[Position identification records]
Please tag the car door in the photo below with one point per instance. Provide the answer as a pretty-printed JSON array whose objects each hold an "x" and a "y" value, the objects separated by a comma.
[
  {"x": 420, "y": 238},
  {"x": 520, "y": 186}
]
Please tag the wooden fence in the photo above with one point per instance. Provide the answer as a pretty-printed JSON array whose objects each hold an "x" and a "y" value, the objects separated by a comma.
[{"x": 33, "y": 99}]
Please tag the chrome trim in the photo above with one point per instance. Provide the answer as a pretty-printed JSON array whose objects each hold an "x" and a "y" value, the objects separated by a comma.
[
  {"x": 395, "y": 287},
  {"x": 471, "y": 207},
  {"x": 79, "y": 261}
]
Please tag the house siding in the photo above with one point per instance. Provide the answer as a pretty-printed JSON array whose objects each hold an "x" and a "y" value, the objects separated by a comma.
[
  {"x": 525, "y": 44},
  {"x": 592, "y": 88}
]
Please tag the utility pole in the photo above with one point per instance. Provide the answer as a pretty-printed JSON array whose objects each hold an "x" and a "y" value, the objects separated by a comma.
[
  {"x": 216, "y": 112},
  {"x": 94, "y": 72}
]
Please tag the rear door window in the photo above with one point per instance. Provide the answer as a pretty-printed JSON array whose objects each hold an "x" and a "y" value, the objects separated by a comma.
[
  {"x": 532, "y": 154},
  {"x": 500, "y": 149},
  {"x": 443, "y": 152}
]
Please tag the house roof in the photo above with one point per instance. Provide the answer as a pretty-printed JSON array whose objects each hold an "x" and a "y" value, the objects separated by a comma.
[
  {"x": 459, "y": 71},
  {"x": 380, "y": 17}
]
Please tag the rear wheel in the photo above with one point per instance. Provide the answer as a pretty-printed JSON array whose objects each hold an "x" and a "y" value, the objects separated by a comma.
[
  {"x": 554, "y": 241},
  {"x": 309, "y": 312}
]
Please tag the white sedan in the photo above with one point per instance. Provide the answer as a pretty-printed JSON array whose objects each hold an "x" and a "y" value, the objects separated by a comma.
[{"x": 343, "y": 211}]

Task description> Express the stretch from the line containing "Please tag the house roof" through the end of the records as a numbered list, leaving out any blank lines.

Task response>
1. Please tag the house roof in the photo above with one point per instance. Provide the answer as a pretty-printed JSON array whose objects each hold an "x" and a "y" value, the objects separated by a comma.
2. [
3.   {"x": 459, "y": 71},
4.   {"x": 380, "y": 17}
5. ]
6. Please tag the rear wheel in the photo above with one point per instance. Provide the answer as a pretty-printed JSON array whose objects each hold an "x" and a "y" value, the objects separated by a comma.
7. [
8.   {"x": 554, "y": 241},
9.   {"x": 309, "y": 312}
10. ]
11. Please tag the white sedan in the photo above with one point per instance. Provide the answer as a pretty-printed JSON array whose objects each hold an "x" and a "y" value, the objects separated by a comma.
12. [{"x": 343, "y": 211}]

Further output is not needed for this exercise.